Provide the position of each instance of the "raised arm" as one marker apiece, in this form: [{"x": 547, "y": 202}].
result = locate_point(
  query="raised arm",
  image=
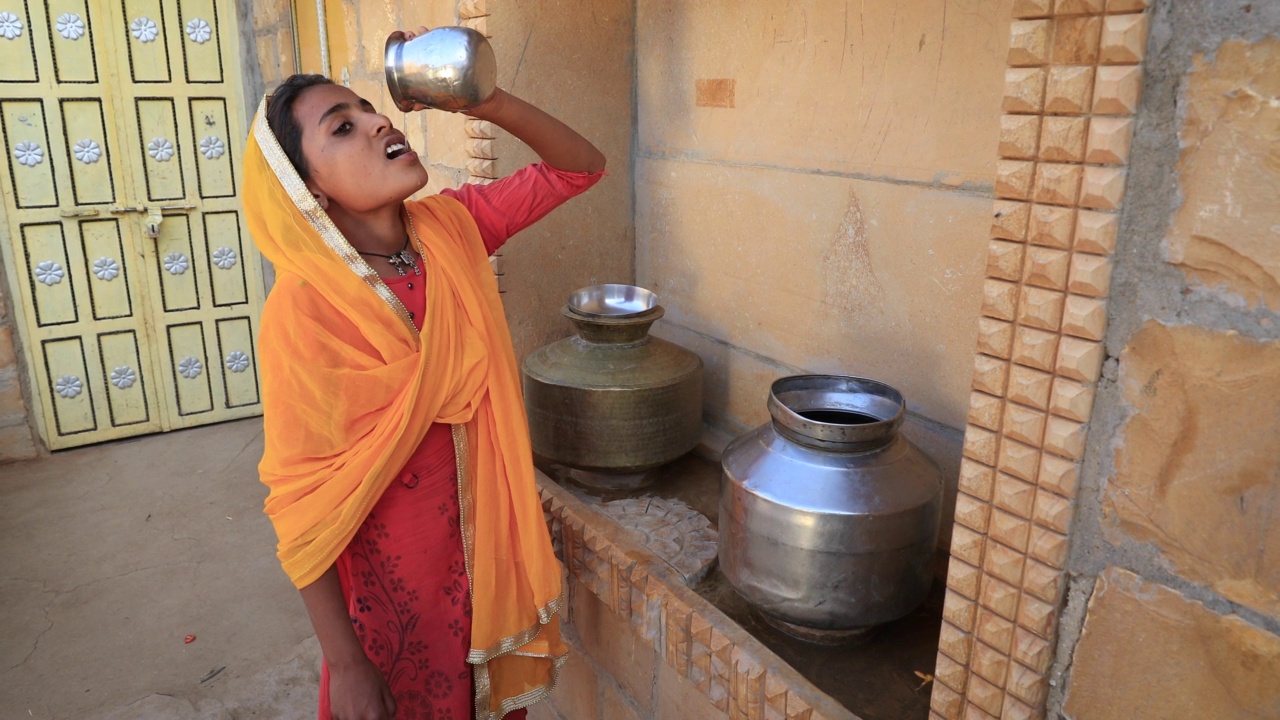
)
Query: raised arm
[{"x": 557, "y": 144}]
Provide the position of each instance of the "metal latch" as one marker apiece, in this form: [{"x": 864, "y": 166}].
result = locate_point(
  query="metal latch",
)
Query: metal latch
[
  {"x": 154, "y": 219},
  {"x": 86, "y": 213}
]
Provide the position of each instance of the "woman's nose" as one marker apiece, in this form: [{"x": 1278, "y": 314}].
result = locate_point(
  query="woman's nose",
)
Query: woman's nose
[{"x": 379, "y": 123}]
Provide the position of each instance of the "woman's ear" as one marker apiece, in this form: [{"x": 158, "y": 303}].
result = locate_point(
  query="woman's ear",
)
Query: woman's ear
[{"x": 321, "y": 199}]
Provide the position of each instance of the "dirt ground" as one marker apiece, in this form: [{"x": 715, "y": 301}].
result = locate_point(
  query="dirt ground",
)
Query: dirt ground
[{"x": 110, "y": 556}]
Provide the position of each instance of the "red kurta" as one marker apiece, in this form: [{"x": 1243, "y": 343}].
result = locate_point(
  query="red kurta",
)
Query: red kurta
[{"x": 403, "y": 574}]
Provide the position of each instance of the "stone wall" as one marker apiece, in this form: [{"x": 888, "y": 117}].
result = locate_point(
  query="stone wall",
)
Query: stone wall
[
  {"x": 1174, "y": 597},
  {"x": 17, "y": 436},
  {"x": 645, "y": 646},
  {"x": 813, "y": 192}
]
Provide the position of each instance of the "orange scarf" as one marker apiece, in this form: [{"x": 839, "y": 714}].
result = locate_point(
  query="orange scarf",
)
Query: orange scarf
[{"x": 350, "y": 388}]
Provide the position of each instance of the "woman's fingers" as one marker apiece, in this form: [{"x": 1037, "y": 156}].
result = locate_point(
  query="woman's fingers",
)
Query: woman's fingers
[{"x": 412, "y": 33}]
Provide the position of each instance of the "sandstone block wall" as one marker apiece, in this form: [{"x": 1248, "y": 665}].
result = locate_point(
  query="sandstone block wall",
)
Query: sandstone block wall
[
  {"x": 813, "y": 191},
  {"x": 1174, "y": 601}
]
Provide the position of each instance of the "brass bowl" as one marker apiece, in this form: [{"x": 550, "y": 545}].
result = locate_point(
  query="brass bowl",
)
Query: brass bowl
[{"x": 612, "y": 300}]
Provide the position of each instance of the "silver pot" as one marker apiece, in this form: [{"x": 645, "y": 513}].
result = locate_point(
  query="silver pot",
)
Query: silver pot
[
  {"x": 447, "y": 68},
  {"x": 828, "y": 516}
]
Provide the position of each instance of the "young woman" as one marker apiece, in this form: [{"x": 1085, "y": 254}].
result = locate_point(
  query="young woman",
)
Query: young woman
[{"x": 397, "y": 451}]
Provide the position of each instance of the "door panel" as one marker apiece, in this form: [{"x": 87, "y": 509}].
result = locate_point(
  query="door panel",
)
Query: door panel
[
  {"x": 17, "y": 49},
  {"x": 67, "y": 378},
  {"x": 110, "y": 269},
  {"x": 136, "y": 288},
  {"x": 72, "y": 40},
  {"x": 87, "y": 151},
  {"x": 26, "y": 139},
  {"x": 145, "y": 35},
  {"x": 50, "y": 287}
]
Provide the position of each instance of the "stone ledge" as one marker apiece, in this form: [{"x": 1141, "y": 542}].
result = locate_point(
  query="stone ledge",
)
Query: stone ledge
[{"x": 737, "y": 674}]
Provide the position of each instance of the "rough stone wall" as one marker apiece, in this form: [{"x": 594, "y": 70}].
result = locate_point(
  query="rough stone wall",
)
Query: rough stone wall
[
  {"x": 576, "y": 60},
  {"x": 1174, "y": 596},
  {"x": 645, "y": 646},
  {"x": 17, "y": 436},
  {"x": 813, "y": 191}
]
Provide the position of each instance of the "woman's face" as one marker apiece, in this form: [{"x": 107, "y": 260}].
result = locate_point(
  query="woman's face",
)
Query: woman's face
[{"x": 357, "y": 160}]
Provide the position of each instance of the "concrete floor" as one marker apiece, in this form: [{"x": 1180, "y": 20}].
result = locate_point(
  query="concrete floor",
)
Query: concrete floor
[{"x": 112, "y": 555}]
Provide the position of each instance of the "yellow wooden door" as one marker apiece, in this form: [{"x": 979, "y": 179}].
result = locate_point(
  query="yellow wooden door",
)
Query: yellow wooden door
[{"x": 136, "y": 287}]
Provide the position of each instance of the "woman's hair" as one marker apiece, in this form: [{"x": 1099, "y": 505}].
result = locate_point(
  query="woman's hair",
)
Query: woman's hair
[{"x": 284, "y": 126}]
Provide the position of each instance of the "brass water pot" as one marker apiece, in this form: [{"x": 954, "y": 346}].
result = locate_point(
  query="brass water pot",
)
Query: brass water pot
[{"x": 613, "y": 399}]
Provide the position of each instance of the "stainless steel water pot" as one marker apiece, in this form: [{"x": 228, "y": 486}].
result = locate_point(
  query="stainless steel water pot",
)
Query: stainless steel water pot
[
  {"x": 613, "y": 399},
  {"x": 448, "y": 68},
  {"x": 828, "y": 516}
]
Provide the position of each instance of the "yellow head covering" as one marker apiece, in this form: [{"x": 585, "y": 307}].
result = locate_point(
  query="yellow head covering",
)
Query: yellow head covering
[{"x": 350, "y": 388}]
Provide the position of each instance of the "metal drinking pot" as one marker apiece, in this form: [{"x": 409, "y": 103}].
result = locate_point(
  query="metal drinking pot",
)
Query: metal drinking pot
[{"x": 447, "y": 68}]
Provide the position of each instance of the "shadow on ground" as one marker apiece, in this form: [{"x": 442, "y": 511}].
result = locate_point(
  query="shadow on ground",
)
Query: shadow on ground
[{"x": 112, "y": 555}]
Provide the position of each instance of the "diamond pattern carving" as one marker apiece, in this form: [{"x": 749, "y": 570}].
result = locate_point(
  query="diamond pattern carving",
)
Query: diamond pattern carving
[
  {"x": 977, "y": 479},
  {"x": 1084, "y": 317},
  {"x": 988, "y": 662},
  {"x": 1091, "y": 276},
  {"x": 1072, "y": 85},
  {"x": 1028, "y": 42},
  {"x": 1014, "y": 496},
  {"x": 1024, "y": 90},
  {"x": 955, "y": 642},
  {"x": 1014, "y": 178},
  {"x": 1118, "y": 90},
  {"x": 1124, "y": 39},
  {"x": 1004, "y": 563},
  {"x": 1032, "y": 8},
  {"x": 1078, "y": 7},
  {"x": 1041, "y": 308},
  {"x": 1057, "y": 183},
  {"x": 1051, "y": 226},
  {"x": 1075, "y": 40},
  {"x": 1063, "y": 140},
  {"x": 1029, "y": 386},
  {"x": 1080, "y": 359},
  {"x": 995, "y": 630},
  {"x": 1032, "y": 651},
  {"x": 1109, "y": 141},
  {"x": 1019, "y": 136},
  {"x": 995, "y": 337},
  {"x": 1010, "y": 529},
  {"x": 1047, "y": 268},
  {"x": 972, "y": 513},
  {"x": 1004, "y": 260},
  {"x": 1059, "y": 475},
  {"x": 1034, "y": 349},
  {"x": 1009, "y": 219},
  {"x": 959, "y": 610},
  {"x": 984, "y": 695},
  {"x": 1069, "y": 90}
]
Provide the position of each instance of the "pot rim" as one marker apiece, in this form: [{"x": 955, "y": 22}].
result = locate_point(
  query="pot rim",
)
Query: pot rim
[{"x": 832, "y": 434}]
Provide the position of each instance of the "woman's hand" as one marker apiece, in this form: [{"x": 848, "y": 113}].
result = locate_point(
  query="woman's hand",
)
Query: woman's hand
[
  {"x": 359, "y": 692},
  {"x": 356, "y": 688}
]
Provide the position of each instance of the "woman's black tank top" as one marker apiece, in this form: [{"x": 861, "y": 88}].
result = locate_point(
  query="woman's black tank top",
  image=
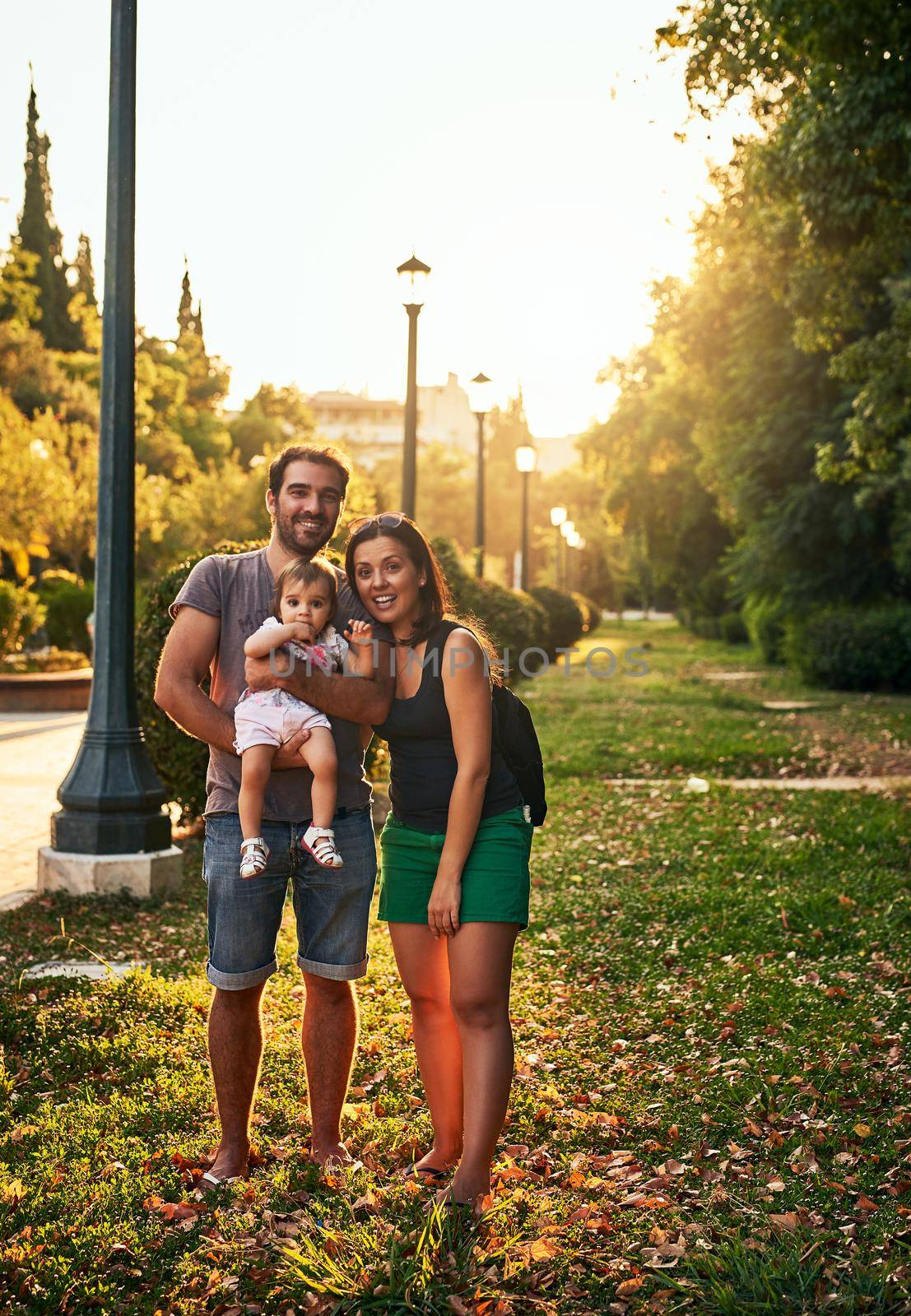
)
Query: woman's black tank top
[{"x": 423, "y": 758}]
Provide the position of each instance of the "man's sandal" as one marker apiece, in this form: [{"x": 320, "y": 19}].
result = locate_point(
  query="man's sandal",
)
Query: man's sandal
[
  {"x": 212, "y": 1181},
  {"x": 320, "y": 842},
  {"x": 254, "y": 855}
]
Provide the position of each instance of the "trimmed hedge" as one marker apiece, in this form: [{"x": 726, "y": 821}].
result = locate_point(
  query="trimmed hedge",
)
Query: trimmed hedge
[
  {"x": 20, "y": 616},
  {"x": 514, "y": 620},
  {"x": 844, "y": 648},
  {"x": 179, "y": 760},
  {"x": 68, "y": 602},
  {"x": 592, "y": 612},
  {"x": 732, "y": 628},
  {"x": 765, "y": 622},
  {"x": 564, "y": 618}
]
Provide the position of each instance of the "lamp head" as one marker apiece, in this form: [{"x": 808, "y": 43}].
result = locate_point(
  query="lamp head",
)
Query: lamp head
[
  {"x": 526, "y": 458},
  {"x": 480, "y": 394},
  {"x": 412, "y": 280}
]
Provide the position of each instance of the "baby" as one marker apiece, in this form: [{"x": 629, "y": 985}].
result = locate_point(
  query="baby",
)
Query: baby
[{"x": 304, "y": 603}]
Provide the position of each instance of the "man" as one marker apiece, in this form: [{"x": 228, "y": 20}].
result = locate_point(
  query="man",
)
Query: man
[{"x": 223, "y": 602}]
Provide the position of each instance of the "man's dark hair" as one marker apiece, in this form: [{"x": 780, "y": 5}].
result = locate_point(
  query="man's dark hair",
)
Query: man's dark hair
[
  {"x": 327, "y": 456},
  {"x": 305, "y": 572}
]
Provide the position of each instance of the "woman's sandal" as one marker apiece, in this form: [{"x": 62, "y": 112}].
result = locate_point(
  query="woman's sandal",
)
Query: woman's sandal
[
  {"x": 254, "y": 855},
  {"x": 208, "y": 1182},
  {"x": 320, "y": 842},
  {"x": 427, "y": 1175}
]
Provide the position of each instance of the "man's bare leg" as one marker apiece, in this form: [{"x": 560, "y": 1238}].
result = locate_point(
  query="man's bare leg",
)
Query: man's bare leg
[
  {"x": 235, "y": 1053},
  {"x": 328, "y": 1037}
]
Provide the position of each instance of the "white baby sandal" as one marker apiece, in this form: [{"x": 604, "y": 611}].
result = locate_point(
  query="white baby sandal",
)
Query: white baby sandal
[{"x": 320, "y": 841}]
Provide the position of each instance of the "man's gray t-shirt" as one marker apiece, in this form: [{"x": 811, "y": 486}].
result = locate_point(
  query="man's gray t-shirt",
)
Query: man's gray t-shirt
[{"x": 239, "y": 589}]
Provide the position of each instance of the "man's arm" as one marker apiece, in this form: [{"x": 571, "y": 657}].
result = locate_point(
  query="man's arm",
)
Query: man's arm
[
  {"x": 186, "y": 660},
  {"x": 184, "y": 664},
  {"x": 357, "y": 699}
]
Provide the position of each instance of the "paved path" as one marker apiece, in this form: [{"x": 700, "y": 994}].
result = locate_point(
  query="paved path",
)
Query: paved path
[
  {"x": 777, "y": 783},
  {"x": 35, "y": 753}
]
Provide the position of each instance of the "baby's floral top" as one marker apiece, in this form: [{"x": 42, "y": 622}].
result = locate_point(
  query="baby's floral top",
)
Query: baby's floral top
[{"x": 328, "y": 651}]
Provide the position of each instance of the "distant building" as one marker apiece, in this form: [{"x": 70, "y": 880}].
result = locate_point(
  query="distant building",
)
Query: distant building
[
  {"x": 444, "y": 415},
  {"x": 374, "y": 427}
]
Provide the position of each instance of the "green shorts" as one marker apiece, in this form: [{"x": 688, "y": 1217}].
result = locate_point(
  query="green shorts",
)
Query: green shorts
[{"x": 494, "y": 879}]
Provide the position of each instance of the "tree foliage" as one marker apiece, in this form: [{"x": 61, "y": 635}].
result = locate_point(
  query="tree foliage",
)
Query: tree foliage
[{"x": 39, "y": 234}]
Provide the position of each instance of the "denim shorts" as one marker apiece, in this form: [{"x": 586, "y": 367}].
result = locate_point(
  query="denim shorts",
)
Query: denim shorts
[{"x": 332, "y": 906}]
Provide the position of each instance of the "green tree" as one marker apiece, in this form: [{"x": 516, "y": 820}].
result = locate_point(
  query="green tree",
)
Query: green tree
[
  {"x": 39, "y": 234},
  {"x": 270, "y": 419}
]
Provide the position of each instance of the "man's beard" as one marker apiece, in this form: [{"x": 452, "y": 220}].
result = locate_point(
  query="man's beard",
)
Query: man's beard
[{"x": 303, "y": 541}]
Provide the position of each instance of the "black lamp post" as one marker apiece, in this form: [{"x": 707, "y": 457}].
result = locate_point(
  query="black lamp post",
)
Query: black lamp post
[
  {"x": 480, "y": 403},
  {"x": 526, "y": 464},
  {"x": 414, "y": 280},
  {"x": 112, "y": 799}
]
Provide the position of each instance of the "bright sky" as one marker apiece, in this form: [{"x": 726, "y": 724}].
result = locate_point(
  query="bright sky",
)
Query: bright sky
[{"x": 298, "y": 151}]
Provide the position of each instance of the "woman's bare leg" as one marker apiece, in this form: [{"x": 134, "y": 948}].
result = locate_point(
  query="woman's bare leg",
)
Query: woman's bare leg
[
  {"x": 318, "y": 753},
  {"x": 256, "y": 767},
  {"x": 480, "y": 969},
  {"x": 424, "y": 973}
]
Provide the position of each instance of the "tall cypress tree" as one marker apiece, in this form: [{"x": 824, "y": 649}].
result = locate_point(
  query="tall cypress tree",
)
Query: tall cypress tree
[
  {"x": 85, "y": 271},
  {"x": 39, "y": 234}
]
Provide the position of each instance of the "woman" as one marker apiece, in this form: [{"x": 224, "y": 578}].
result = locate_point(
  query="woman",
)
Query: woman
[{"x": 454, "y": 853}]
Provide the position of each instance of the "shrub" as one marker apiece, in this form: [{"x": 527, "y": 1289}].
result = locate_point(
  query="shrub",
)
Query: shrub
[
  {"x": 592, "y": 612},
  {"x": 44, "y": 660},
  {"x": 20, "y": 616},
  {"x": 514, "y": 620},
  {"x": 564, "y": 618},
  {"x": 732, "y": 628},
  {"x": 179, "y": 760},
  {"x": 765, "y": 622},
  {"x": 68, "y": 603},
  {"x": 847, "y": 648},
  {"x": 702, "y": 625}
]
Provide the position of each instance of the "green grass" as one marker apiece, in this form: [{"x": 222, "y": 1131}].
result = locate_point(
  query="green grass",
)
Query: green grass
[
  {"x": 674, "y": 721},
  {"x": 711, "y": 1105}
]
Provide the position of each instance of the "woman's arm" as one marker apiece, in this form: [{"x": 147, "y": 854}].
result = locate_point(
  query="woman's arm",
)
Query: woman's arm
[
  {"x": 356, "y": 701},
  {"x": 267, "y": 637},
  {"x": 467, "y": 688}
]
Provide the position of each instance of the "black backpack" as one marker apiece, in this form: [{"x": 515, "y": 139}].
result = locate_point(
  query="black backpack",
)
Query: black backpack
[{"x": 520, "y": 749}]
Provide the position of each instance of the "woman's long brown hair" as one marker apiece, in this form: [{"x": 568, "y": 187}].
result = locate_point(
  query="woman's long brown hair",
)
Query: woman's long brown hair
[{"x": 436, "y": 595}]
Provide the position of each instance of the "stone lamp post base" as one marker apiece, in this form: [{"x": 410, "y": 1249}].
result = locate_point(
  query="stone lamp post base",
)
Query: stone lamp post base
[{"x": 141, "y": 875}]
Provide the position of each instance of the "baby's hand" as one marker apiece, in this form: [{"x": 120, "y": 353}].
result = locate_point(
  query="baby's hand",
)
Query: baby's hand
[{"x": 360, "y": 633}]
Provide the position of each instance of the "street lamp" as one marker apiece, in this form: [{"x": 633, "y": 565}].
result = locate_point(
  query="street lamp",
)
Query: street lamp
[
  {"x": 480, "y": 401},
  {"x": 412, "y": 282},
  {"x": 566, "y": 531},
  {"x": 557, "y": 517},
  {"x": 112, "y": 829},
  {"x": 526, "y": 464}
]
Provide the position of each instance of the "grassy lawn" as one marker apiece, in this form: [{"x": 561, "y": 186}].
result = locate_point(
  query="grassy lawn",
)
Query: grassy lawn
[
  {"x": 711, "y": 1111},
  {"x": 674, "y": 721}
]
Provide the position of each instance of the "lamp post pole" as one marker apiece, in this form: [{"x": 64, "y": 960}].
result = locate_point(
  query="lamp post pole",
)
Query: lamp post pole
[
  {"x": 480, "y": 403},
  {"x": 557, "y": 517},
  {"x": 112, "y": 799},
  {"x": 480, "y": 502},
  {"x": 526, "y": 464},
  {"x": 410, "y": 454},
  {"x": 414, "y": 276}
]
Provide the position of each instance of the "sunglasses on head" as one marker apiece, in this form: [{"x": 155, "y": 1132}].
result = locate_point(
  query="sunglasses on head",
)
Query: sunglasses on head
[{"x": 386, "y": 521}]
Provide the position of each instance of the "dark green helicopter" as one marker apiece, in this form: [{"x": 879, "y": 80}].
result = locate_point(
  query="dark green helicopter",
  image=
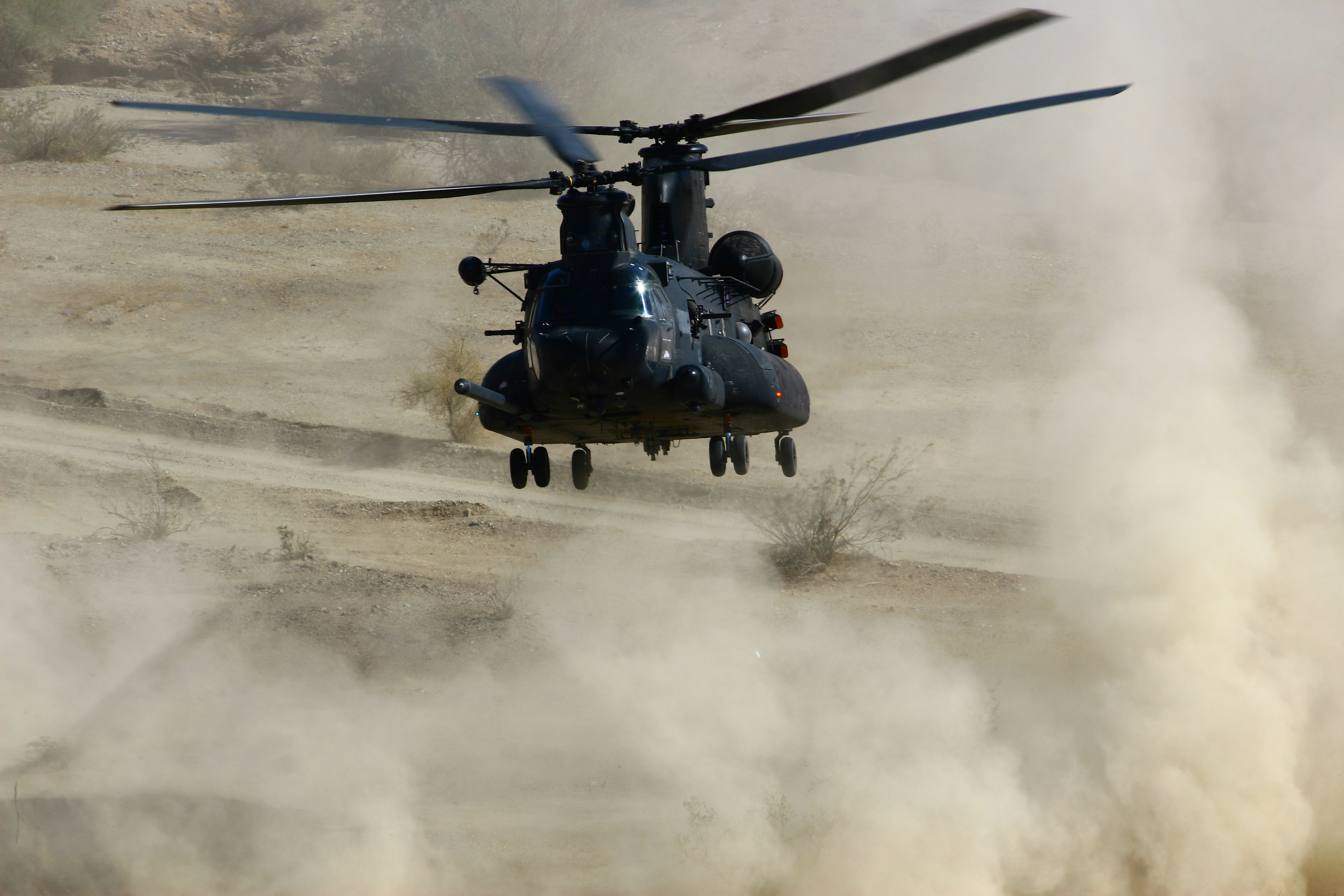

— Exercise objective —
Display every line in the rows above that contains the string "silver".

— Correct response —
Provide the position of each instance of the "silver pot" as one marker apiece, in this form: [{"x": 645, "y": 513}].
  query="silver pot",
Query: silver pot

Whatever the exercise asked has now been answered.